Instructions to follow: Check each line of the data for "below" and select those that have it.

[Records excerpted from a collection]
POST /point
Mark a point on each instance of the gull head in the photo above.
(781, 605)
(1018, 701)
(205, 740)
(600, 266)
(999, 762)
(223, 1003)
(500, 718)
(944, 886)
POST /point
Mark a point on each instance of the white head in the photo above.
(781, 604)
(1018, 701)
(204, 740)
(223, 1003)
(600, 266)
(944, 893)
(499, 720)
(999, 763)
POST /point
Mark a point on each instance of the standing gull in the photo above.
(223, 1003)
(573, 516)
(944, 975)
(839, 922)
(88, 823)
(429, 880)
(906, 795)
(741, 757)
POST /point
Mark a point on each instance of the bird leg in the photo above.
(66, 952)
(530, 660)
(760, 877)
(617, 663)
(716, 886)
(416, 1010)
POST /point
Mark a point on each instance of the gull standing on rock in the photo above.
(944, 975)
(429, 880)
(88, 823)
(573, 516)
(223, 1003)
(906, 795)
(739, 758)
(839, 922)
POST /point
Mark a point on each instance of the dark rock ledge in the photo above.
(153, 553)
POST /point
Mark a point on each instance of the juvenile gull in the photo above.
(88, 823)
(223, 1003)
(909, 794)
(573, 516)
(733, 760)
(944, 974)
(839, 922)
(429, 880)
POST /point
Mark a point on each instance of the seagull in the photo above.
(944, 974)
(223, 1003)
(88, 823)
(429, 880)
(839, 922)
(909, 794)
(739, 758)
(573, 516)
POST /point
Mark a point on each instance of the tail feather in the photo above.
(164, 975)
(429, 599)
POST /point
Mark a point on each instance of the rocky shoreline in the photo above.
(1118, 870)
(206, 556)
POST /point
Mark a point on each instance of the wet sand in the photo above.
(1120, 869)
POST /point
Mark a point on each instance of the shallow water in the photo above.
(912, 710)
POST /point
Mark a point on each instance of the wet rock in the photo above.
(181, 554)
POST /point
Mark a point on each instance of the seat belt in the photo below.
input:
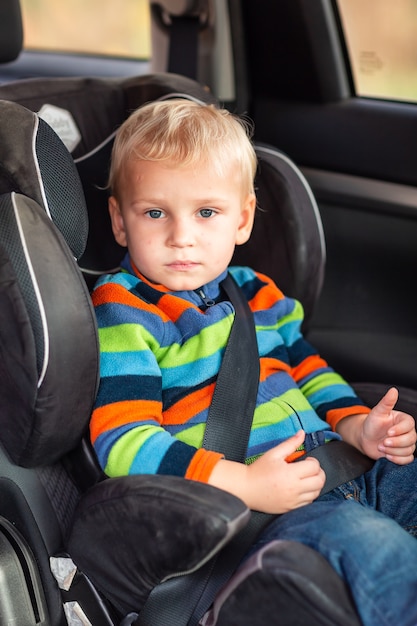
(183, 600)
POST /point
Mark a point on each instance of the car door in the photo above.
(358, 153)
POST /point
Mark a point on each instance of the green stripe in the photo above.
(327, 379)
(125, 449)
(124, 338)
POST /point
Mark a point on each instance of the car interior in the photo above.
(57, 509)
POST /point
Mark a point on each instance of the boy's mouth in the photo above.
(182, 266)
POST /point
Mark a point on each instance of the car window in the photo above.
(381, 37)
(118, 28)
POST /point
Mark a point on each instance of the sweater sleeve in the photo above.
(327, 392)
(126, 428)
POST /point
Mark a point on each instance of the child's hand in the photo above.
(389, 433)
(276, 486)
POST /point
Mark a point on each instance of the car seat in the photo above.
(50, 364)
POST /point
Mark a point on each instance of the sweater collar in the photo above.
(211, 290)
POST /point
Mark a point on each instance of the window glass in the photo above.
(109, 27)
(381, 37)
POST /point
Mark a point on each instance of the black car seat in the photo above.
(46, 394)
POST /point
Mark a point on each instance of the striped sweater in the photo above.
(160, 355)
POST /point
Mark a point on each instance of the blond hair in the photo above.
(187, 133)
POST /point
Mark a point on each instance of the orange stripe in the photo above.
(334, 416)
(295, 455)
(121, 413)
(110, 292)
(187, 407)
(202, 465)
(306, 367)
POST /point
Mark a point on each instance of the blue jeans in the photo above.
(366, 529)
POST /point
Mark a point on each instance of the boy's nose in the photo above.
(181, 234)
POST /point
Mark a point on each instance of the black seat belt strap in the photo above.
(231, 411)
(183, 600)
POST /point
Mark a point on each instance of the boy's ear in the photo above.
(117, 222)
(246, 219)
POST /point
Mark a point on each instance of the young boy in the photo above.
(181, 181)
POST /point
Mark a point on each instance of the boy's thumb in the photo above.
(387, 402)
(289, 447)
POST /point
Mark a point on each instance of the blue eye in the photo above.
(206, 212)
(155, 213)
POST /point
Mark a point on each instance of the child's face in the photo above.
(180, 224)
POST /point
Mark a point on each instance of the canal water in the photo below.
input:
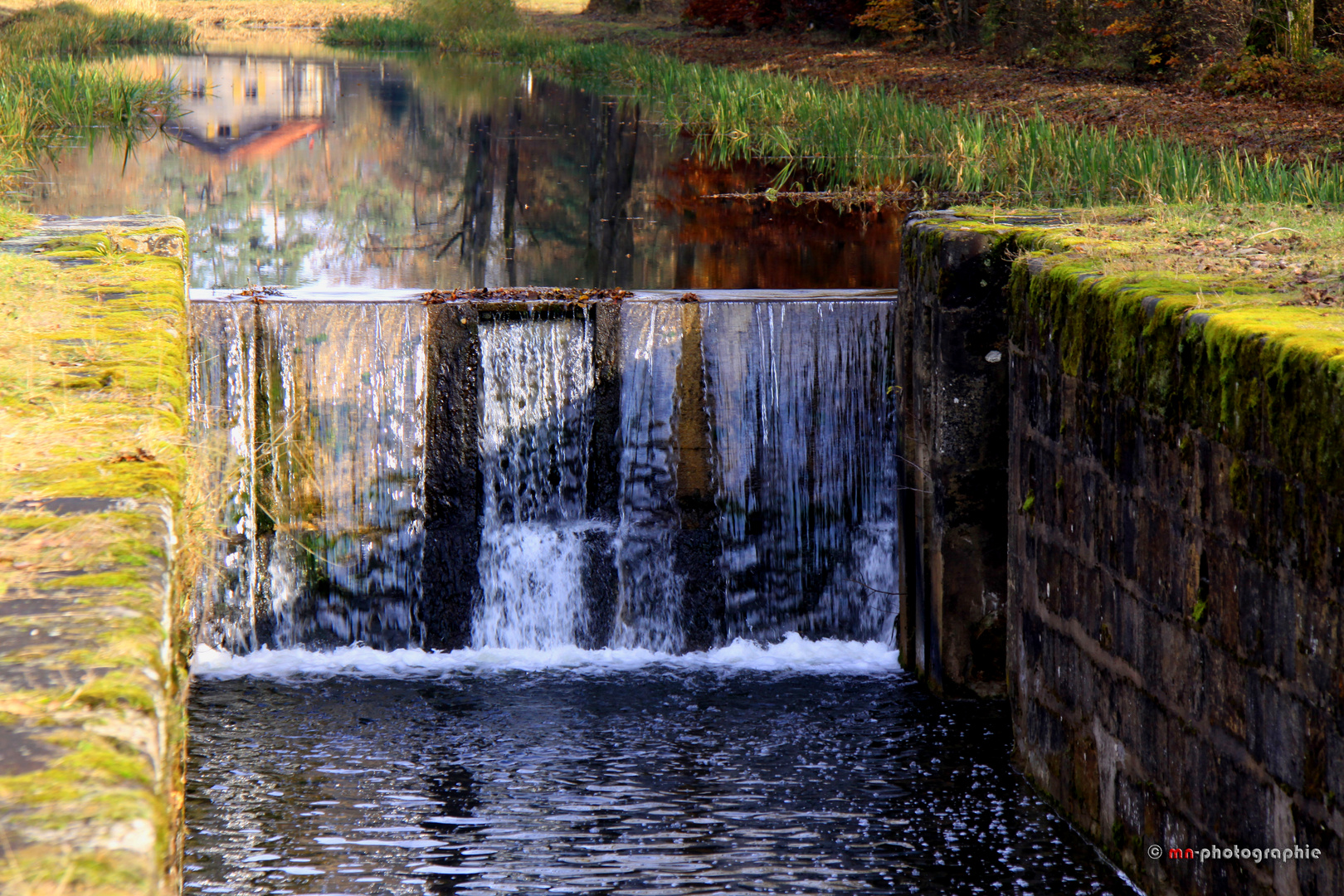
(519, 597)
(325, 168)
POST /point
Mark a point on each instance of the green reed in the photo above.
(50, 91)
(378, 32)
(71, 28)
(879, 137)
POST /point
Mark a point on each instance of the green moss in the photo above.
(1233, 363)
(97, 581)
(88, 384)
(114, 691)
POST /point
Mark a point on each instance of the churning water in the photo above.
(578, 544)
(587, 598)
(640, 475)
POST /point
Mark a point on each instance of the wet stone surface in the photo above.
(659, 781)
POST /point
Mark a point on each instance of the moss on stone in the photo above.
(93, 386)
(1224, 355)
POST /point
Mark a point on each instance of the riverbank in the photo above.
(93, 359)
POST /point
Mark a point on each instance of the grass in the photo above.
(422, 24)
(49, 91)
(867, 137)
(73, 28)
(878, 137)
(378, 32)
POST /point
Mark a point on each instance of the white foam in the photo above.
(793, 655)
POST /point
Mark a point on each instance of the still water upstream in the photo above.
(587, 598)
(450, 173)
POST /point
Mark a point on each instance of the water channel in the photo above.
(587, 597)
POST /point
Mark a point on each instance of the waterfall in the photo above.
(309, 421)
(537, 377)
(804, 466)
(641, 475)
(650, 609)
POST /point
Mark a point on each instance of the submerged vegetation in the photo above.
(47, 91)
(378, 32)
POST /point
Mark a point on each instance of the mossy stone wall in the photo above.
(93, 666)
(1174, 575)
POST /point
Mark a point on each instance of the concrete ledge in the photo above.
(91, 477)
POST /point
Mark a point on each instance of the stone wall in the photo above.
(1174, 586)
(93, 631)
(953, 395)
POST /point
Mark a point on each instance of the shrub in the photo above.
(71, 28)
(1320, 78)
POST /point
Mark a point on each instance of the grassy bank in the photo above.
(50, 89)
(877, 137)
(73, 28)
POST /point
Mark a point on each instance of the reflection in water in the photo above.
(452, 173)
(616, 782)
(655, 475)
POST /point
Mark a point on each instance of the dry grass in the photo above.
(71, 399)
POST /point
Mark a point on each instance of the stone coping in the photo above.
(91, 663)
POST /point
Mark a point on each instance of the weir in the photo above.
(578, 596)
(648, 473)
(597, 596)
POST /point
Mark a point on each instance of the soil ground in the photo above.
(1294, 130)
(1181, 110)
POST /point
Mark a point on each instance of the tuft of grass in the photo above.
(422, 26)
(73, 28)
(866, 137)
(378, 32)
(879, 137)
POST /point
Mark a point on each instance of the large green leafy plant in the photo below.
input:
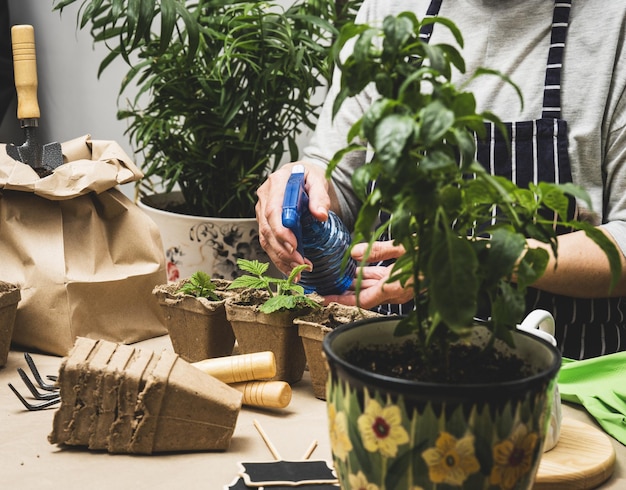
(223, 87)
(442, 202)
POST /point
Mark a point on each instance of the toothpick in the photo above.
(267, 441)
(309, 451)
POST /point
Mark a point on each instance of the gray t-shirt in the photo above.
(514, 37)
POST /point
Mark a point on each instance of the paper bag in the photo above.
(85, 257)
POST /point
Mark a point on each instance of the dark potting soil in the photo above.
(464, 364)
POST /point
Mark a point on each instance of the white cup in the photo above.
(541, 324)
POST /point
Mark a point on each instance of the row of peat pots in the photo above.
(385, 433)
(201, 328)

Completed exercise:
Mark a point on each instance of the seat belt in the photo below.
Mark a point on each instance of the canal water in the photo below.
Mark a point on each instance of the large green leafy plant in the photo below.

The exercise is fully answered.